• _Problem requirements_
Can you quote all of the data below word for word, without changing anything?

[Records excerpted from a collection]
----

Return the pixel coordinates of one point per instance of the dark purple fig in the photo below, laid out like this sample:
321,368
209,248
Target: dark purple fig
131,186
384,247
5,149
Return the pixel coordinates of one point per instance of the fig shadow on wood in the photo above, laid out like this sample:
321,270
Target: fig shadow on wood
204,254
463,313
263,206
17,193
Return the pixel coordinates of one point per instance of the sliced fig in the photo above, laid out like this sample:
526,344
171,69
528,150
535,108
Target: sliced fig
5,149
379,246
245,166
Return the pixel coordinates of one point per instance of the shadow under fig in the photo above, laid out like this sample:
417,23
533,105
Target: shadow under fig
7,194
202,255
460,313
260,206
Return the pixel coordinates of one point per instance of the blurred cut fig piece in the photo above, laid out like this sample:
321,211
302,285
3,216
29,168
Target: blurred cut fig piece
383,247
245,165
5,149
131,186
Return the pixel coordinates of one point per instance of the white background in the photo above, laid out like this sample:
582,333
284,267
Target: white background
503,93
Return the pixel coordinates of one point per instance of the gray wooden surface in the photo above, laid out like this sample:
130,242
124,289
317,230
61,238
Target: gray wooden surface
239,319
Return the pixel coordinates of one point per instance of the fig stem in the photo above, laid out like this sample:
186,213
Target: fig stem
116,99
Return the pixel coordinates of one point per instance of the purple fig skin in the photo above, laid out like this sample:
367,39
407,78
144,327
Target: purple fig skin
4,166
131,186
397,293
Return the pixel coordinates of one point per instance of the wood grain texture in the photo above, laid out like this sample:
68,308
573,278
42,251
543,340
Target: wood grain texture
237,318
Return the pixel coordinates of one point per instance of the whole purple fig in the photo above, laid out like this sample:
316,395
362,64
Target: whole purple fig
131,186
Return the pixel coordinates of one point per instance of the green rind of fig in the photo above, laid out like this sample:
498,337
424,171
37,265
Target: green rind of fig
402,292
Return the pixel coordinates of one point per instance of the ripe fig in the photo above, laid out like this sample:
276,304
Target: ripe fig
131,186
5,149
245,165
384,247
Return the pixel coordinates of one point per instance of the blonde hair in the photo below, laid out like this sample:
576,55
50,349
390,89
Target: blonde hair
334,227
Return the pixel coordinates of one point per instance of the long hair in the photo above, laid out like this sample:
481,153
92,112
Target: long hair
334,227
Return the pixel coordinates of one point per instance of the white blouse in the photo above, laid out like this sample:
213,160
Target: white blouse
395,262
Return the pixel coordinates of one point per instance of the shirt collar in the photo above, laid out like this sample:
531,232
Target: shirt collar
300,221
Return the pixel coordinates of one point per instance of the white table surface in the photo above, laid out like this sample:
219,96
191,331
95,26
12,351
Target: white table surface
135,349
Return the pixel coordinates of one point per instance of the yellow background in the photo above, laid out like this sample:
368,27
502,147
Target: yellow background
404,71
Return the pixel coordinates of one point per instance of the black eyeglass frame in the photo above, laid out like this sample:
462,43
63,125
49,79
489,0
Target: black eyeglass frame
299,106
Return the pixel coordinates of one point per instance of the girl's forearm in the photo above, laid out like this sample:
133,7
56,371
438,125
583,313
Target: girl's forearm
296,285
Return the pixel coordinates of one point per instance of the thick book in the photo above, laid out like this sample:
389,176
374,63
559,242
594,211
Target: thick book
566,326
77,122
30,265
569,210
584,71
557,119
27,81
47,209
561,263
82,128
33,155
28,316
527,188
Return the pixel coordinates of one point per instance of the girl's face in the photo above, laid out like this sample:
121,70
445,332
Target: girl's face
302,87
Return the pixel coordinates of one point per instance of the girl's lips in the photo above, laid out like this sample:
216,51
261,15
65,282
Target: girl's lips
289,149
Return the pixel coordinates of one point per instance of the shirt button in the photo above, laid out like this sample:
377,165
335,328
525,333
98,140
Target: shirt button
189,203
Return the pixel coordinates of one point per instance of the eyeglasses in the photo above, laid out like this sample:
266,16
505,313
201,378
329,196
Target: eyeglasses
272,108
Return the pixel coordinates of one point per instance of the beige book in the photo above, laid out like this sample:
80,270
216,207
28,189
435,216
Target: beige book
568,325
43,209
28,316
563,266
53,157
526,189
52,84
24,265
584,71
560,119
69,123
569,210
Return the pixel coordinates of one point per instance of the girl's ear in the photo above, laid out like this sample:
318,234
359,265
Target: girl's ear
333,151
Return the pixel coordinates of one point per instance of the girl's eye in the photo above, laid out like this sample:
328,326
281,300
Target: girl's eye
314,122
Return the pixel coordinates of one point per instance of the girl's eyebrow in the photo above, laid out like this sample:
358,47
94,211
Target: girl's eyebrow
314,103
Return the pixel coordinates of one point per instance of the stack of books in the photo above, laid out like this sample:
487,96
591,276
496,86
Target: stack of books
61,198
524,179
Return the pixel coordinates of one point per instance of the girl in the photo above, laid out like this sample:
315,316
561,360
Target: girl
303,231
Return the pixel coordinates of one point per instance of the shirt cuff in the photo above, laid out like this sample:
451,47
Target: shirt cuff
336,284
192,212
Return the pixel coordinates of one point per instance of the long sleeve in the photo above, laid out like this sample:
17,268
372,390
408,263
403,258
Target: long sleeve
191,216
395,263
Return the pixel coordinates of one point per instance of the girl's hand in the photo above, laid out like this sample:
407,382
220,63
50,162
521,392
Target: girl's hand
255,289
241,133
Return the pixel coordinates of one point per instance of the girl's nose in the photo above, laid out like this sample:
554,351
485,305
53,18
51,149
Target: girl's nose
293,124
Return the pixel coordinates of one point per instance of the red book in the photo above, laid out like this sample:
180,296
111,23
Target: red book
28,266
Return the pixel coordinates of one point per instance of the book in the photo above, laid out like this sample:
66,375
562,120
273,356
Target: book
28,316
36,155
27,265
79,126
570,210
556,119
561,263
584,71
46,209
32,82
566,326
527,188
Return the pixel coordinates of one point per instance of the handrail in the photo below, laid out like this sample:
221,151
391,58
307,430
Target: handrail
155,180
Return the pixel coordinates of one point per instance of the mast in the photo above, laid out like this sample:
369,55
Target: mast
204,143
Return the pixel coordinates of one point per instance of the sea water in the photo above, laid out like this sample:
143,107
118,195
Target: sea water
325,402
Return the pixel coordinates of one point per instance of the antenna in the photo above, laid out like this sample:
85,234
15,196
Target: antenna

----

• _Solution to the exercise_
Return the pixel coordinates of one point per instance of the dark purple fig in the photo below, laid out like this sample:
321,368
209,248
Target: dark purple fig
131,186
384,247
5,149
Return the pixel coordinates of one point per instance of the fig shadow on wood in the photo above, laid out like this sample:
321,270
Target: fig shadow on wood
204,254
463,313
263,206
17,193
Return the pixel coordinates of one point per instance of the sliced fig in the photo above, laid out like this sample:
526,344
171,69
528,150
535,108
Target: sliced fig
5,149
379,246
245,166
Return the pixel coordinates of one point per instance of the shadow under fig in the photo above, laid out like this sample:
417,23
533,105
Target: shadow under fig
7,194
202,255
460,313
260,206
Return the pixel coordinates of one point per instance of the blurred cut fig piece in the photo above, laid out like this sample:
321,211
302,285
3,216
29,168
Target: blurred cut fig piece
383,247
245,165
5,149
131,186
Return the pixel coordinates of one point per instance of the white background in the photo above, laid out like this sample:
582,333
284,267
Target: white background
503,93
Return the pixel coordinates of one point per instance of the gray wooden surface in the photo above, laid out like this sample:
130,242
124,289
317,230
61,238
Target: gray wooden surface
239,319
Return the pixel coordinates of one point per instance of the fig stem in the photo above, laid out like this sample:
186,213
Target: fig stem
116,99
Return the pixel coordinates of one point per instance of the purple fig skin in the photo above, laid out like this sample:
367,39
407,78
144,327
Target: purple fig skin
4,166
131,186
397,293
Return the pixel coordinates of one point per instance of the wood grain texture in the photo above, laid out like this sample:
68,308
573,278
42,251
543,340
Target: wood grain texture
237,318
Return the pixel coordinates of one point per instance of the whole purple fig in the photo above, laid out like this sample:
316,395
362,64
Target: whole purple fig
131,186
Return the pixel coordinates of one point per instance of the green rind of fig in the photo above, laid out like this sample:
498,337
424,171
37,265
Target: green rind of fig
402,292
Return the pixel coordinates of one point per instance of the ripe fig in the photo above, laid out like this sample:
276,304
Target: ripe fig
131,186
5,149
245,165
384,247
Return the pixel coordinates of one point per instance of the blonde hair in the photo below, laid out like this sample:
576,55
50,349
390,89
Target: blonde hair
334,227
Return the pixel coordinates of one point per instance of the long hair in the photo above, laid out like this sample:
481,153
92,112
Target: long hair
334,227
Return the pixel coordinates of one point per instance of the white blouse in the photo above, laid out like this sample:
213,160
Target: white blouse
395,262
Return the pixel coordinates of one point per instance of the shirt collar in the photo above, laid out like this sample:
531,232
Target: shirt collar
300,221
Return the pixel coordinates of one point per instance of the white table surface in the photo above, laid out like this sample:
219,96
191,331
95,26
12,351
Target: white table surface
135,349
Return the pixel coordinates of one point per instance of the yellow background in the photo above, laid out like this sample:
368,27
502,147
Target: yellow background
404,71
Return the pixel coordinates of one point per instance of the black eyeglass frame in the photo above, laid out like this sample:
462,43
63,125
49,79
489,0
Target: black eyeglass frame
299,106
Return the pixel coordinates of one point per instance of the girl's forearm in the photo above, laid out like this sample:
133,7
56,371
438,125
583,313
Target: girl's forearm
296,285
Return the pixel coordinates of one point per instance of the thick book in the photo above, laid out like this sample:
389,176
374,63
559,242
594,211
Target: thick book
566,326
77,122
30,265
569,210
584,71
557,119
27,81
47,209
561,263
82,128
33,155
28,316
527,188
Return the pixel coordinates of one point per instance of the girl's face in the photo above, laid out like this sample:
121,70
445,332
Target: girl's face
302,87
Return the pixel coordinates of one point per instance of the girl's lips in the photo above, laid out like this sample:
216,51
261,15
65,282
Target: girl's lips
289,149
Return the pixel coordinates of one point per instance of the shirt button in the photo above, laid out like this sample:
377,165
335,328
525,333
98,140
Target: shirt button
189,203
Return the pixel coordinates of one point per instance of the eyeglasses in the photo above, laid out like this sample:
266,16
505,313
201,378
329,196
Target: eyeglasses
272,108
Return the pixel coordinates of one point per instance of the beige book in the photo above, laid out like this sample:
80,270
216,207
28,189
435,216
Target: beige book
568,325
43,209
28,316
563,266
53,157
526,189
52,84
24,265
584,71
560,119
69,123
569,210
Return the pixel coordinates of one point per instance of the girl's ear in the photo above, laid out like this sample:
318,234
359,265
Target: girl's ear
333,151
Return the pixel coordinates of one point per instance of the girl's eye in the photo above, laid out like this sample:
328,326
281,300
Target: girl's eye
314,122
Return the pixel coordinates of one point per instance of the girl's eyebrow in the photo above, laid out like this sample:
358,47
94,211
Target: girl's eyebrow
314,103
Return the pixel coordinates of one point per instance of the stack of books in the photo above, laid out like this sample:
487,96
591,276
496,86
Target: stack of books
61,198
524,179
Return the pixel coordinates of one point per instance of the girl in the photo above, laid out like this sample:
315,316
561,360
Target: girl
303,231
Return the pixel coordinates of one point per instance of the shirt cuff in the photo above, laid out like this sample:
451,47
Target: shirt cuff
336,284
192,212
Return the pixel coordinates of one point per instance of the long sleeve in the photo above, laid out like this sample:
17,268
372,390
408,263
403,258
Target: long sleeve
191,216
395,263
Return the pixel coordinates of one point per instance of the girl's hand in the photo above, laid out like this sample:
407,382
220,63
50,162
521,392
Target: girl's hand
255,289
241,133
Return the pixel coordinates of one point per instance of the girl's nose in the photo above, laid out like this sample:
554,351
485,305
53,18
51,149
Target: girl's nose
293,124
Return the pixel coordinates of one point per instance of the red book in the photo above, laid out like this sample:
180,296
111,23
Target: red book
28,266
Return the pixel coordinates of one point per instance of the book in the photo above, laid out like this sample:
66,375
562,120
273,356
Target: book
28,316
36,155
27,265
79,126
570,210
556,119
561,263
584,71
46,209
32,82
566,326
527,188
Return the pixel coordinates of one point per instance of the handrail in the photo below, laid out like this sample:
221,151
391,58
307,430
Target: handrail
155,180
Return the pixel coordinates of one point per instance of the mast in the photo above, laid out like this sample:
369,55
Target: mast
204,143
Return the pixel coordinates of one point per instance of the sea water in the photo above, laid out like this sample:
143,107
118,195
Target: sea water
325,402
Return the pixel coordinates of one point per instance of the antenna in the photo above, laid out like this sample:
85,234
15,196
Target: antenna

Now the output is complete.